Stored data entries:
--

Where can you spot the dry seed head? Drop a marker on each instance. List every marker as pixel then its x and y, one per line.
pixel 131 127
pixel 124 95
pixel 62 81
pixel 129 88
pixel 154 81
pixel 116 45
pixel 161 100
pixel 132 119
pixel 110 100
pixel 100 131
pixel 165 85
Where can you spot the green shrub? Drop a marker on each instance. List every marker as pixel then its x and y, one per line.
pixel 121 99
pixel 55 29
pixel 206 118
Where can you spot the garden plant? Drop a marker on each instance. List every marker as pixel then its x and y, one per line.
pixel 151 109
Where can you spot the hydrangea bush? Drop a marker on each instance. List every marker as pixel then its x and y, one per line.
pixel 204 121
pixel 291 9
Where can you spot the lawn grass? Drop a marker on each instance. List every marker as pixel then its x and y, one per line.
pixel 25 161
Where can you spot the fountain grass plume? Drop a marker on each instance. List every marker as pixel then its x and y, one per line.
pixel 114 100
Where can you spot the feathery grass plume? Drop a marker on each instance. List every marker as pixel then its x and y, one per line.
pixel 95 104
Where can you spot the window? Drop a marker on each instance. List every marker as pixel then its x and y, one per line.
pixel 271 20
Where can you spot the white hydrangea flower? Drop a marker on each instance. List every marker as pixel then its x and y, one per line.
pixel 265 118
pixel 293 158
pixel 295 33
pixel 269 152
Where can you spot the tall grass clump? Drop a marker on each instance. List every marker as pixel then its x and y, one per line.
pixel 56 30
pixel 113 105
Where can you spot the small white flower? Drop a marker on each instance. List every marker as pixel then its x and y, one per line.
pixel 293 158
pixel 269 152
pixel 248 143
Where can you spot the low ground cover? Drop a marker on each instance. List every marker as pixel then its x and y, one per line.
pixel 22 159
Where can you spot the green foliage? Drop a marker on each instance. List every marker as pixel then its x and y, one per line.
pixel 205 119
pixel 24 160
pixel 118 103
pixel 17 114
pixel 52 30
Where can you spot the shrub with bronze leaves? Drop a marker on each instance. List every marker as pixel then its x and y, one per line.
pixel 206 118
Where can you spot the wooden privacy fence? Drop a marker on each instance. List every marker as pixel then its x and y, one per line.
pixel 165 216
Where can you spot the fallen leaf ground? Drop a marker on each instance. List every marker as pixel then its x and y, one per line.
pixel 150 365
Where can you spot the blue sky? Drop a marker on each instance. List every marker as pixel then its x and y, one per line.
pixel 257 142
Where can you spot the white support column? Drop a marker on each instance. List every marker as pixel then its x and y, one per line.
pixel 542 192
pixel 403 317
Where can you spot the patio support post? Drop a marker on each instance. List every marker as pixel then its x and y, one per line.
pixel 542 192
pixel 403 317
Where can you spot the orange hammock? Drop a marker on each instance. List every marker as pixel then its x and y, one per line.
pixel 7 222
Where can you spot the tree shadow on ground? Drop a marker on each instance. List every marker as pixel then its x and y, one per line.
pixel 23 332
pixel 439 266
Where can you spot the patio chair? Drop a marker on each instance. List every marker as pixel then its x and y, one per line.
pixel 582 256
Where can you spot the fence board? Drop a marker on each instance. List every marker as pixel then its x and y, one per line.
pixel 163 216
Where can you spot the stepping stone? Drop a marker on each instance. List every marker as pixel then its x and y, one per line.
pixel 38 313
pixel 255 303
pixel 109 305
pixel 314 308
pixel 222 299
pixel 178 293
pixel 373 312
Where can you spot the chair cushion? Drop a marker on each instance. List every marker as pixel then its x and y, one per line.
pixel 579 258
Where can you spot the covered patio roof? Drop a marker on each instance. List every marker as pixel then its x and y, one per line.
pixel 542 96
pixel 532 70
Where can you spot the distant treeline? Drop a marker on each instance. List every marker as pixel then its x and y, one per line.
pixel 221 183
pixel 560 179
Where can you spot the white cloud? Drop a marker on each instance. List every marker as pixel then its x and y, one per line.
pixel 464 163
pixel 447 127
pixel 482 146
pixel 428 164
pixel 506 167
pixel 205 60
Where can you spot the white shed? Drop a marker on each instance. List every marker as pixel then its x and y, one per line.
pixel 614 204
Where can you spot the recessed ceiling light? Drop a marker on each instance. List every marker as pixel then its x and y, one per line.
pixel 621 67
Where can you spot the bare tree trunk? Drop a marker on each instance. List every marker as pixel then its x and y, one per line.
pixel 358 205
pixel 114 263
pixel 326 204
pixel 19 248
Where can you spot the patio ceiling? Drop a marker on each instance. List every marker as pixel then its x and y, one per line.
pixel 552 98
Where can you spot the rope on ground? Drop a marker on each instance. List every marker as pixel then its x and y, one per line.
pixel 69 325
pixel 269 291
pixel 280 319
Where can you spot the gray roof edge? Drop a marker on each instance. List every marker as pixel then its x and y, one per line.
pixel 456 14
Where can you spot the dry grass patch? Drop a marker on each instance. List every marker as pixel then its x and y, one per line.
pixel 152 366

--

* Exercise goal
The lines from the one containing "Where can you spot the bare" through the final line of the entries above are to be printed exactly, with nothing added.

* Answer space
Where can you spot the bare tree trunk? Drop a marker on each instance. List every marker as pixel then its x and y, one per line.
pixel 358 205
pixel 114 263
pixel 326 204
pixel 19 248
Where can you spot the patio ceiling? Drop a marker on each instance. List every marker as pixel then its x and y, one per line.
pixel 552 98
Where can you spot the rope on ground? Drop a marker on each instance. List every marker as pixel then its x and y, one per line.
pixel 69 325
pixel 269 291
pixel 280 319
Where can you spot the gray roof edge? Drop a marker on each instance. List every marker as pixel then its x and y, one per line.
pixel 456 14
Where can you spot the dry grass patch? Drop a marker on each instance. List every marker as pixel then its x and y, one per line.
pixel 152 366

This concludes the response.